◆ **What you need to do**
Output the data below exactly, images excluded.

◆ **Data section**

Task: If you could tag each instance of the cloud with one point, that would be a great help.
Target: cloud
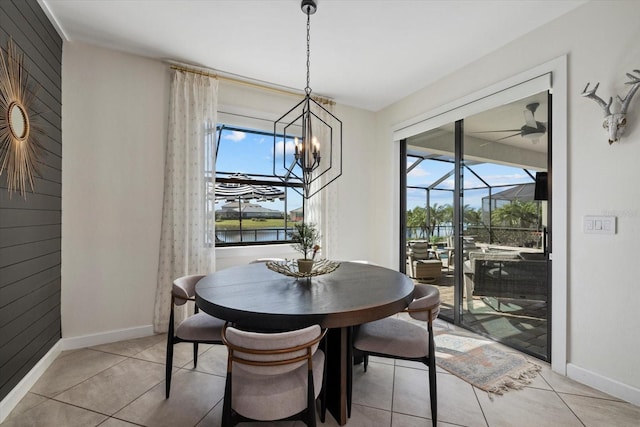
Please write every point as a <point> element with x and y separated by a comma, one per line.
<point>235,136</point>
<point>289,148</point>
<point>418,172</point>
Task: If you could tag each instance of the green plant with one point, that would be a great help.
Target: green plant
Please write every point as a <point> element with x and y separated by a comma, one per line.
<point>305,239</point>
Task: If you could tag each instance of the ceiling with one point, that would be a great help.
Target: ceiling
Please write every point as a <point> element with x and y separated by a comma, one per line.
<point>363,54</point>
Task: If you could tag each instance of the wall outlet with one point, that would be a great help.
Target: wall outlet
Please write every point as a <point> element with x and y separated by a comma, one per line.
<point>593,224</point>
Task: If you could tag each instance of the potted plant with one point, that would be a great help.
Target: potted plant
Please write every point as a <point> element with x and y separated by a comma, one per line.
<point>305,239</point>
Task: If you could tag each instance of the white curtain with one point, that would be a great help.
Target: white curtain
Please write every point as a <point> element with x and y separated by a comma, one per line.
<point>183,249</point>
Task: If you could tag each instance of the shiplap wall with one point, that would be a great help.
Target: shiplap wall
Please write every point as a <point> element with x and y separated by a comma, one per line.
<point>30,229</point>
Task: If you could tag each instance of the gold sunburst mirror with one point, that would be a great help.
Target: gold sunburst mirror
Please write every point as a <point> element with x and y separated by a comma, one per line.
<point>19,146</point>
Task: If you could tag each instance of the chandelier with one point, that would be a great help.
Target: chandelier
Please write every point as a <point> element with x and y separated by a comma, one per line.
<point>308,138</point>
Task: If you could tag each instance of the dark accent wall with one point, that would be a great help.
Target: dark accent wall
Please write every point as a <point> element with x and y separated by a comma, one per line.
<point>30,230</point>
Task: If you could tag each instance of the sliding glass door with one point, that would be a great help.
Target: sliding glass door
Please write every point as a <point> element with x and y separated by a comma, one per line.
<point>476,200</point>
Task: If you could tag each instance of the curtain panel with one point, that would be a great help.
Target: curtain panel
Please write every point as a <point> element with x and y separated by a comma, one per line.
<point>189,161</point>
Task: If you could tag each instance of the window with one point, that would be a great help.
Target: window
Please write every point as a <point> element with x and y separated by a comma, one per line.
<point>247,202</point>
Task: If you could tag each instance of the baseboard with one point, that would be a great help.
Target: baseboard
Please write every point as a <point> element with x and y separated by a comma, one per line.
<point>607,385</point>
<point>19,391</point>
<point>106,337</point>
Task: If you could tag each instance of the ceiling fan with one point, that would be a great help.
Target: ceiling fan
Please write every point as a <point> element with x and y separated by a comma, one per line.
<point>532,128</point>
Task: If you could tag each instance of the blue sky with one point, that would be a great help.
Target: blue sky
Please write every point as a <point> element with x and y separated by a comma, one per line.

◆ **Solution for this problem**
Task: If you could tag each instance of the cloud with one point, that would be a great help.
Target: cloud
Please write every point as a <point> element with x and y separated by a comma, one per line.
<point>235,136</point>
<point>289,148</point>
<point>418,172</point>
Task: If you could tag each instance of the green plant with one point, that would be a great help.
Target: green plant
Please write every point as a <point> element with x and y separated by a comma, one per line.
<point>305,239</point>
Task: If you could tag each instance of the ceiling with one point, that would be a great help.
Target: ceiling
Please write every point as a <point> element with x and y separated by a comma, one per line.
<point>363,54</point>
Task: If you could tag each instance of the wall outlet with one point, that would be a great help.
Target: wall outlet
Please write every point as a <point> element with x and y separated by a comma, one per line.
<point>593,224</point>
Task: If you could tag each instance of the potted plant with one point, that would be a great help.
Target: potted plant
Please write every point as a <point> element with x and y separated by a comma, one per line.
<point>305,239</point>
Task: If you could tag each instance of the white curtain with one point, that would be a great help.
Target: white curtain
Please write every point as a <point> element with x and y separated by a comma, one per line.
<point>183,249</point>
Task: If you could tag each instance of the shiplap wall with one point, that would be a great help.
Target: shiplap wall
Please write every point as a <point> element with x and y separated by a comma, one per line.
<point>30,229</point>
Task: If you could tag each instance of the gold sunburst mirror with one point, that would be a great help.
Target: gold sunburst mirror
Please write every point as a <point> element with x and y separated by a comma, one per line.
<point>19,146</point>
Task: If you could tag each instance of the chandelier with one point, that would be a great help.
Target: chandelier
Please write every point as a <point> element with x and y separated by a comma, one per line.
<point>308,138</point>
Task: If you could tag each instance of the dark accent wall with one point, that would be a great help.
Target: dark accent wall
Please write every point as a <point> element with x and y separated by a comma, one per line.
<point>30,230</point>
Task: If you could tag each instance of the sliding glass door with one point, that would be a great help.
Target: sliding glass door
Please write every point as a <point> element with x and y separated by a comma, one per line.
<point>476,200</point>
Task: If you could tag each instance of the curtain panel with one point, that would be a great help.
Target: curtain panel
Please write every point as a <point> element with x and y separated by a comma, one per line.
<point>189,161</point>
Task: If you could tag each instance of the window with one point, that would be a great help.
Target: window
Please write every point as a <point> element with x and y separated by a comma, one per line.
<point>247,202</point>
Task: If you could tag each instance of the baseboard with one point, that would be a great help.
Target: baseboard
Please write every point as a <point> element with x and y separated by a comma, one per line.
<point>607,385</point>
<point>19,391</point>
<point>106,337</point>
Task: If you could tag each instance of the ceiling fan with one point, that would be a great help.
Target: ceiling fan
Please write every point as a <point> element with x and y separated by a comma, one per line.
<point>532,128</point>
Task: If you could tag each instance of the blue sky with one point, that would be a great help.
Target: blue sky
Please write every point as a <point> element with x and y separated by a comma, one per line.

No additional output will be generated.